Request ▸ The exercise asks for every line of the data to be reproduced exactly.

[Coordinate annotation entries]
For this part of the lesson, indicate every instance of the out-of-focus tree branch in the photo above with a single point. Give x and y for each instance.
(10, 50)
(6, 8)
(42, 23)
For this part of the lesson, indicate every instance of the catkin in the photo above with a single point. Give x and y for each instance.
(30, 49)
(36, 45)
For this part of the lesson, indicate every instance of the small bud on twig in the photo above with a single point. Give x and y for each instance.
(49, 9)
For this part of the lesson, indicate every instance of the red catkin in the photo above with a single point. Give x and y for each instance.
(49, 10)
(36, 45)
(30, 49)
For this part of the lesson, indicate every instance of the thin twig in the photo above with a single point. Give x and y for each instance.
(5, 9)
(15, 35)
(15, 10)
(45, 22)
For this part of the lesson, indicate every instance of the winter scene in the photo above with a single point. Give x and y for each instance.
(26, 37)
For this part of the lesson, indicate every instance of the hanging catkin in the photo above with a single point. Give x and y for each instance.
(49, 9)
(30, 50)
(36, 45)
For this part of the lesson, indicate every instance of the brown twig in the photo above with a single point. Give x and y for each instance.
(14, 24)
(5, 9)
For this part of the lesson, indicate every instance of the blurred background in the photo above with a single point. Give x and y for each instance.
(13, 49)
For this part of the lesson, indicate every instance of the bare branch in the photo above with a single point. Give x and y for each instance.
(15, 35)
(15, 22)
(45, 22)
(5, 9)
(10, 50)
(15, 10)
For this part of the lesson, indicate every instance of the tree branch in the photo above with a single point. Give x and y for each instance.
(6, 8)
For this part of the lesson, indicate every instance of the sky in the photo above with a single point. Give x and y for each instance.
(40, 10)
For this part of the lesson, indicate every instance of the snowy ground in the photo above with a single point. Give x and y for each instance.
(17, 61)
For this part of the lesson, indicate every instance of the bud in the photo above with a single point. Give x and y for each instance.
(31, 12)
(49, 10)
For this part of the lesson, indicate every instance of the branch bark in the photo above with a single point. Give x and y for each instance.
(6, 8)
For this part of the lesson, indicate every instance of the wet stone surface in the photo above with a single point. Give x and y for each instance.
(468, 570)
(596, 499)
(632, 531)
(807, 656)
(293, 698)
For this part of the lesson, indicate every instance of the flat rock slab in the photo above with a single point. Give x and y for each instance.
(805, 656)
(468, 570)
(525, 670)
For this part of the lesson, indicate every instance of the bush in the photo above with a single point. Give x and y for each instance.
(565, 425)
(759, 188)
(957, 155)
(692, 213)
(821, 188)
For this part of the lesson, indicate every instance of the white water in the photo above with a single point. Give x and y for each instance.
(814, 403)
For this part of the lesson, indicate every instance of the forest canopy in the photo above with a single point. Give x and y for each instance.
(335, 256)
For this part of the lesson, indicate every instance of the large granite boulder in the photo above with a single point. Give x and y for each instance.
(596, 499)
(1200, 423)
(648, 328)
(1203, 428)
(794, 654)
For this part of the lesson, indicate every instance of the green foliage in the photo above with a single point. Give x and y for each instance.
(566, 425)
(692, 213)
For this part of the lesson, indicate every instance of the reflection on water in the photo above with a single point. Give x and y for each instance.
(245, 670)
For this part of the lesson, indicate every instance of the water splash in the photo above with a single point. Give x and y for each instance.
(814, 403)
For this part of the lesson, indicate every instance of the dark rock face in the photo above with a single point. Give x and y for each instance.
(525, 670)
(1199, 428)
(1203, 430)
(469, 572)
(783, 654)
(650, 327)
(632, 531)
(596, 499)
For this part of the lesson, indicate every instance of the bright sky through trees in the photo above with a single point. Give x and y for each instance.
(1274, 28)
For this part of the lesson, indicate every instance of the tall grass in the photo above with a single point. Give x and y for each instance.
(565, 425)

Worked solution ▸
For this part of the lesson, indicate every instance of the out-of-focus tree branch in the photo above with a single point. Give x and y for each instance.
(10, 50)
(6, 8)
(42, 23)
For this part of the lesson, indicate every instance of the catkin in the photo above with a single point. Give x and y for each instance.
(30, 49)
(36, 45)
For this part of the lesson, indicate every instance of the small bud on twig in the photo above with a single point. Give x and y for each instance.
(49, 9)
For this part of the lesson, indicate every instance of the red catkin in the photo above with a single point. Give x and y for each instance.
(49, 10)
(36, 45)
(30, 49)
For this part of the lesson, indicate every instance of the thin twig in the photo above with a single point. Give x and y for each instance.
(5, 9)
(15, 35)
(15, 10)
(45, 22)
For this part of the lesson, indicate every instance of the winter scene in the photo above with a single point. Give x and y for each instance.
(26, 37)
For this part of the lesson, indicate every instance of the hanging catkin in the photo above with a single point. Give x and y for each instance.
(49, 9)
(30, 50)
(36, 45)
For this part of the lesson, indicate every instance of the brown twig in the photo above with a single point. Give x and y for each instance.
(14, 24)
(5, 9)
For this part of the lesson, indicate every instance of the blurred background in the photo above with a single point. Give x and y for each instance.
(13, 49)
For this part of the lesson, indicate every instance of the bare branch in the photo above with a single point. Give x and y for each instance.
(15, 35)
(15, 22)
(45, 22)
(5, 9)
(10, 50)
(15, 10)
For this part of the lesson, indicate every instance of the tree branch in the photo above with a single point. Give x and y for each instance.
(6, 8)
For this part of the lesson, indicate every instance of the sky in the photo above with a single point. Give x and y for each instance.
(40, 10)
For this part of the lesson, indicate every instance of the snowy ground in the photo above with a single point. Give x and y for each instance.
(17, 61)
For this part of the lesson, indicate every instance of the bud in the photo above with a single point. Give x and y for each instance.
(31, 12)
(49, 10)
For this part of the lesson, indicate every instance of the branch bark in the photo above with a single point. Give x and y for each instance.
(6, 8)
For this part of the lesson, indicate every instance of the wet stone surface in the photo above with a single point. Give x and y for each instance.
(468, 570)
(596, 499)
(632, 531)
(807, 656)
(293, 698)
For this part of the lesson, indicate every instance of the flat rock slab in the photo above with a single point. Give x and y for each instance.
(805, 656)
(468, 570)
(525, 670)
For this part of the lesson, indicate every instance of the bush in the photo above with a single point. Give x and y for each instance.
(565, 425)
(759, 188)
(957, 155)
(692, 213)
(821, 188)
For this part of the lesson, indicate every instance of the white water in the photo above with a single point. Give x and y for each instance.
(814, 403)
For this part of the lesson, indicate every instance of the forest canopy in the photo above with a single point. Give x and y for each instance.
(335, 256)
For this part of the lesson, indicate every instance of the large granite boulder in the photo above with a single point. Give x and y for each instance.
(596, 499)
(1200, 423)
(648, 328)
(1203, 428)
(794, 654)
For this part of the lesson, indicate every instance of the green foliage in the photo above with a single point. Give x and y for each instance.
(566, 425)
(692, 213)
For this part of the lesson, indicate every instance of the reflection on water in the photo above with a single point. Give x and y for each instance.
(245, 670)
For this part of the lesson, indicate every instance of the water splash in the photo above with a single point. Give x and y for each instance.
(814, 403)
For this part of the lesson, indicate every instance of the dark rock face in the photo above with a single point. Give x and y for each instance.
(525, 670)
(1199, 428)
(1203, 430)
(469, 572)
(783, 654)
(650, 327)
(632, 531)
(596, 499)
For this part of the lesson, indicate every instance of the bright sky through trees in the photo above with a single point. Give x and y for each instance.
(1274, 28)
For this part of the lesson, indicate every instance of the tall grass in the photo above with a single point. Give x and y for each instance.
(565, 425)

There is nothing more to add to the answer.